課題:
1) 知床サイクリングの紀行文で、今回クロスバイクの代わりに持ってゆくことにした自転車は何か。
2) 知床サイクリングの紀行文の続きを、最後の文の後から書くこと。

原文抜粋:
知床サイクリング紀行(1992/08)JACK★天野氏版

 

作成 '92.8.14〜

JACK★天野

 

 8月7日の出発は相当前、1ヵ月前か?から聞いていたが、帰りは何時なのかは、聞いていなかった。

5月連休時の宮古島行きの時の二の舞をしないため、8月1日、2日にパッキングを終了した。

ゴールデンウィークには、出発前日、バーボンを飲みながら午前1時頃までかかったので、宮古空港に着いた時、まだ二日酔いのままだった。

 今回はその心配はない。7月29日の新宿での打ち合わせ会で、始めて帰りの日が8月11日であることを知った。ちょっと短いような気がした。北海道まで飛行機で出掛け、4泊5日はもったいないと思った。メンバーそれぞれ、事情があろうので黙っていた。今回は、クロスバイクではなく、プジョーのスポルティーフ(シクロツーリスム)を持ってゆくことにした。これは後悔することになる。メンバーは、I、お座敷、T、N、ジャックの5人である。(歳の少ない順?)

バウンディングボックスの記録:
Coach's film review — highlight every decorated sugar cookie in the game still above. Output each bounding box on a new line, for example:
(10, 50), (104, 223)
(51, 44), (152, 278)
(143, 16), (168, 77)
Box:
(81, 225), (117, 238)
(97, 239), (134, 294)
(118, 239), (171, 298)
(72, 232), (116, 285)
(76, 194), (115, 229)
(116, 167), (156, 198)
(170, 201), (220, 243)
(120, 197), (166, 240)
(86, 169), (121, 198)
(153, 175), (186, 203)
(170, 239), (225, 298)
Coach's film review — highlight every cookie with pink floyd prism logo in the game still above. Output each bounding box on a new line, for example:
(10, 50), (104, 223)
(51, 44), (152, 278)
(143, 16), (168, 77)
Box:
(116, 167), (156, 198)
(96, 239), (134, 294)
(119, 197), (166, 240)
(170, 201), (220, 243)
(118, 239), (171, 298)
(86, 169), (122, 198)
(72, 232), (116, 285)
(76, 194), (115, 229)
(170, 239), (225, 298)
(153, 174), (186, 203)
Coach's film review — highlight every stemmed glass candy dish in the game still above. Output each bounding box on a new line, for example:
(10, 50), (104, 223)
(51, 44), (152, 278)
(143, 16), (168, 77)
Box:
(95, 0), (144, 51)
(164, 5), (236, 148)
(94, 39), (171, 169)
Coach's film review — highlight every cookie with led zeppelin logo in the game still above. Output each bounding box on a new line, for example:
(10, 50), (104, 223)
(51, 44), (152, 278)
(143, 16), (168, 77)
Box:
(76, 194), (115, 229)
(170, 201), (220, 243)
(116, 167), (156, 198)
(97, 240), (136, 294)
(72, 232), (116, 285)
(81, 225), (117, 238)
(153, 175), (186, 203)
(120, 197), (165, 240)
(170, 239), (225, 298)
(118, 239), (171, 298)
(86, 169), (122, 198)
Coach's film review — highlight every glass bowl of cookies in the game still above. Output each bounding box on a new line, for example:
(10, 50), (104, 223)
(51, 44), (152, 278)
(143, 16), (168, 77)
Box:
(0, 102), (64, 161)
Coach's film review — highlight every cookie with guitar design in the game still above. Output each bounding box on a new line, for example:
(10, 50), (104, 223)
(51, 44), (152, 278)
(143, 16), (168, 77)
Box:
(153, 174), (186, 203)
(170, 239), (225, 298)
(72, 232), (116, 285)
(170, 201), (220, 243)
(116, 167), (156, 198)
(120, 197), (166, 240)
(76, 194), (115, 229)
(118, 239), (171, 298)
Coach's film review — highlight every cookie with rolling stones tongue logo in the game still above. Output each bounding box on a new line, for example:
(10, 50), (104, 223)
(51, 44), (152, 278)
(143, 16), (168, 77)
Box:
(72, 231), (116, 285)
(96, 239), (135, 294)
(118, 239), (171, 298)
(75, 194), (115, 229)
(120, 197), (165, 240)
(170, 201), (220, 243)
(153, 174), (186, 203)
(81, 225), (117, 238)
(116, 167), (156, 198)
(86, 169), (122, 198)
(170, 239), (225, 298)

解答:
1) プジョーのスポルティーフ(シクロツーリスム)である。

2)
8月7日(金)5時半起床 6時半出発(足立区の社宅) 7時 上野公園口到着7時半 輪行準備完 山手線に乗る、かなりのラッシュなり、ここで二汗目(一汗目は、公園口の自転車ばらし)、更に浜松町駅での混雑、モノレールに乗るまで、三汗目、8時45分頃、JALのカウンター前に到着、キョロキョロするもメンバーは誰もいない。

9時になったので、搭乗手続きし、搭乗口に向かう、手荷物チェックの所で引っ掛かる。サイドバッグは同じ形、色のため機内持ち込みと預けるのと間違えた。ビニールテープでマークしておいたのに!

LPGボンベとオイルランタンの燃料を没収された。アーミーナイフ、レザーマン、ナイフ・フォーク・スプーンセットは通過(ウェストバッグの中にあったのに)。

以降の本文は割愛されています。